• Data shown
## Begin
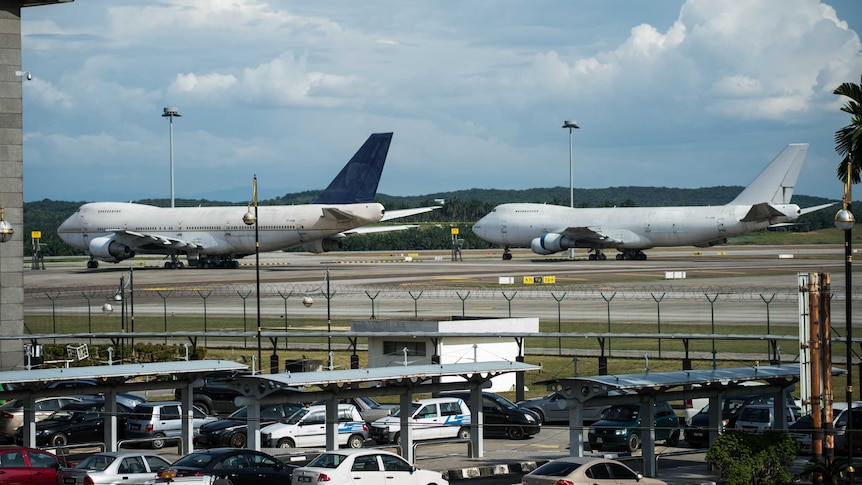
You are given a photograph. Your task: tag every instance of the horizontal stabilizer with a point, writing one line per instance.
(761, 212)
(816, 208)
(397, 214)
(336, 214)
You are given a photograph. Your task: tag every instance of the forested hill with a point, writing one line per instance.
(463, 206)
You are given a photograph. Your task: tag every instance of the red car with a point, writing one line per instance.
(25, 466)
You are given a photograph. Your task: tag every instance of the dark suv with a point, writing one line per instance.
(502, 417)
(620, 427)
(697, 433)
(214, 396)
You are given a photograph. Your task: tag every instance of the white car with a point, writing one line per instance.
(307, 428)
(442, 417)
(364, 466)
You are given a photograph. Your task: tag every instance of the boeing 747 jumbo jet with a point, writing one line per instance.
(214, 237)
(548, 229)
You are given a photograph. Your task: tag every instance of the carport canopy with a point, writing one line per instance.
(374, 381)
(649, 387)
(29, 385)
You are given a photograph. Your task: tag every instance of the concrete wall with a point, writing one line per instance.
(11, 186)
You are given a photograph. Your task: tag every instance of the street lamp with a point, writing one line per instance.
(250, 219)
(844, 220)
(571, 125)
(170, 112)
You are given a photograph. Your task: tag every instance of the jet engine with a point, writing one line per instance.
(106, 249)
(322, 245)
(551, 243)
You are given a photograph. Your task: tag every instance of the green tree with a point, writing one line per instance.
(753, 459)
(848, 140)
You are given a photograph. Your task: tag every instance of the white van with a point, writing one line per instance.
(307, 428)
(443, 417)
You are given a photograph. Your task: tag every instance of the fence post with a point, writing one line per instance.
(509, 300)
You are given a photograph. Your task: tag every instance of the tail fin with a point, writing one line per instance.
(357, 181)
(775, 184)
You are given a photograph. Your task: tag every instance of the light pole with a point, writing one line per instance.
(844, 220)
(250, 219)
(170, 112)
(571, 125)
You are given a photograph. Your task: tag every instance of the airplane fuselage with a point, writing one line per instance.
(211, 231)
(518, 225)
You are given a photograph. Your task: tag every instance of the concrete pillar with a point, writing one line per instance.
## End
## Begin
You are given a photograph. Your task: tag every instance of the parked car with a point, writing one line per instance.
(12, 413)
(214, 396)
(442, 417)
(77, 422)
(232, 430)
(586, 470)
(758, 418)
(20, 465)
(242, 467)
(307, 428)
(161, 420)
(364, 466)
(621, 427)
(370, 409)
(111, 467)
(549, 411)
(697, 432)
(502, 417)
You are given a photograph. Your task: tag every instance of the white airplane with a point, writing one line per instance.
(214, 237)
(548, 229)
## End
• What is required
Convert the material above, from the line with "of the tail" to the line with "the concrete pillar", both included, into a Markdown table with the columns Row and Text, numbering each line in order and skipping blank lines.

• Solution
| Row | Text |
|---|---|
| 1 | You are given a photograph. Your task: tag every instance of the tail fin with a point, writing one line per instance. |
| 2 | (357, 181) |
| 3 | (775, 184) |
| 4 | You are given a photograph. Your task: tag every instance of the light pole with a point, writing one line per instance. |
| 5 | (844, 220) |
| 6 | (250, 219) |
| 7 | (170, 112) |
| 8 | (571, 125) |
| 9 | You are given a photograph. Your task: tag every instance of the airplane fuselage with a point, writing one line per instance. |
| 10 | (211, 231) |
| 11 | (518, 225) |
| 12 | You are given a photograph. Your task: tag every instance of the concrete pillar with a point, writing one line per instance. |